TASK INPUT -

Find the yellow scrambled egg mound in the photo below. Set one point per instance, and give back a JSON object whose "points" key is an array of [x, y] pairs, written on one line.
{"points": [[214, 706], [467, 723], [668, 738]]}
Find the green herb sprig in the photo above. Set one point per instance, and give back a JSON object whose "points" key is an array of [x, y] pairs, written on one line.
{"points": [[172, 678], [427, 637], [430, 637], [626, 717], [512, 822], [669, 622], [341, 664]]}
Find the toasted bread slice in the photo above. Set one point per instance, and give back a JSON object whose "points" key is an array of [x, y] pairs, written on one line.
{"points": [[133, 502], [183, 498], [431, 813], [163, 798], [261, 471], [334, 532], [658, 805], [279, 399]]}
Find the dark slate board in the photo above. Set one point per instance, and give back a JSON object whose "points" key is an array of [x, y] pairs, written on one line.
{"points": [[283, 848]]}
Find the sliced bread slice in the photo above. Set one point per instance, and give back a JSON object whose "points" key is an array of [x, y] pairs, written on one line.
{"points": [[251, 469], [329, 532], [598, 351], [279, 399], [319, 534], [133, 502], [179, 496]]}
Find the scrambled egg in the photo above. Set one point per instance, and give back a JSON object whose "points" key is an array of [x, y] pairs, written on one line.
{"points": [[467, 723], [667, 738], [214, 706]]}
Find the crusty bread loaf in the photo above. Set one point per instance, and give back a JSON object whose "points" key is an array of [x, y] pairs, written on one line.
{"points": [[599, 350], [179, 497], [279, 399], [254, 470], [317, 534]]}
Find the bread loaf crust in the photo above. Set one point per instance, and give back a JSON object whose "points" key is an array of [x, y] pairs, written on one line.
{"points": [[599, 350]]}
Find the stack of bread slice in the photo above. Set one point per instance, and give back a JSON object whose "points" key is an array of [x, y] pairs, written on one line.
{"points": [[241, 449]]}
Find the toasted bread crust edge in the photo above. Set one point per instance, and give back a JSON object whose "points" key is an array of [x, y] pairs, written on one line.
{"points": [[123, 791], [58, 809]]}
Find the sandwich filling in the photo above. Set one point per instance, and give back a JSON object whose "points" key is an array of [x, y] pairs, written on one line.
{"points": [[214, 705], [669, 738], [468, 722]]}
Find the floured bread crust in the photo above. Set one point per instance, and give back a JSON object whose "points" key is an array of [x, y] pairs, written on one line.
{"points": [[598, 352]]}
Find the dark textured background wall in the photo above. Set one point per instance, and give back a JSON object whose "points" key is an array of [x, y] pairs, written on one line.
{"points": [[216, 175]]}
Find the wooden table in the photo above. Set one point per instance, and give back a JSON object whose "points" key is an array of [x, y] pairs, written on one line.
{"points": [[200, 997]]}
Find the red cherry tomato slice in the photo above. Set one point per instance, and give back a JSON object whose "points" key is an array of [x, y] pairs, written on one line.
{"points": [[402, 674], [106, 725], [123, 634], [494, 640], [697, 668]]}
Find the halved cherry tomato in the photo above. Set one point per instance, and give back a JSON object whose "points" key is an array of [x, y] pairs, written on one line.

WORK INSTRUCTION -
A word-for-word copy of the data is the expected answer.

OUTPUT -
Find the yellow scrambled egg mound in the photo below. Set one point per instance, and give back a JSON object whose "points" key is an array of [x, y] pairs, written on one line.
{"points": [[214, 706], [467, 723], [668, 738]]}
Find the green herb sprig in the photo above. Set one point per instance, and give back a JSON object whose "points" key is an array of [x, y] pairs, written on one line.
{"points": [[172, 678], [427, 637], [430, 637], [626, 717], [512, 822], [669, 622], [341, 664]]}
Find the toasted bread slice in the photo above. Set one point per instance, and give back a JSON object whose "points" key is an array of [x, y] pairs, written on one line.
{"points": [[133, 502], [183, 498], [431, 813], [163, 798], [261, 471], [334, 532], [658, 805], [279, 399]]}
Find the dark slate board in the photo above. Set one point per instance, and give back a JSON object whose "points" key is an array of [x, y] pairs, written on one line.
{"points": [[283, 848]]}
Find the sliced bread slice in the photo above. Set one point per instance, and give back a JSON object whose "points" key is an array of [x, y] pairs, written on one line.
{"points": [[251, 469], [329, 532], [598, 351], [279, 399], [319, 534], [133, 502], [179, 496]]}
Find the scrambled egg in the photo above. Set one point per instance, and give back a JSON object whose "points" key is an array of [x, y] pairs, written on one line.
{"points": [[467, 723], [667, 738], [214, 706]]}
Find the crusty bread loaf in the photo above. Set one point per instance, and give back a JSON object whose "points" key is an array of [x, y] pairs, written on one line.
{"points": [[599, 350], [179, 497], [279, 399], [254, 470], [317, 534]]}
Find the bread loaf crust in the photo above. Set one point per instance, and give back a JSON object whose "points" key is an array of [x, y] pairs, written on one line.
{"points": [[599, 350]]}
Find the stack of bread slice in the photo above. Set one point per instance, and give back a JSON object whose "points" key is an array of [x, y] pairs, written on one line.
{"points": [[241, 449]]}
Find the toasted bread crust edge in the photo above. Set one point per instance, and give back a JSON object whose "points" key is an array of [x, y] pairs, written on one line.
{"points": [[123, 791], [58, 809]]}
Find the sandwich filling in the photo above. Set one point per instance, and give back a JSON object whose "points" key is an array of [x, y] pairs, written on one line.
{"points": [[214, 705], [669, 738], [468, 722]]}
Find the floured bread crust in the photo above. Set one point per instance, and give back a JSON object whose "points" key is an array of [x, y] pairs, written on one line.
{"points": [[598, 352]]}
Find the dark textured background wall in the photo above. Set one point per instance, and give back a JSON object whose "points" key is an array of [x, y] pairs, written on one line.
{"points": [[216, 175]]}
Find the wooden table in the photo above. Set one point per instance, and give back a JSON object whose "points" key is an array of [x, y] pairs, written on one line.
{"points": [[200, 997]]}
Find the red cherry tomato slice in the photo above. Set one point per instance, and give back a JSON object whose "points" key is an array of [x, y] pairs, written on one line.
{"points": [[402, 674], [106, 725], [123, 634], [494, 640], [697, 668]]}
Find the halved cherry tomato in the photo above. Set one point per instance, and give back a JSON object whose "points" key is an array of [x, y] pairs, written on one line.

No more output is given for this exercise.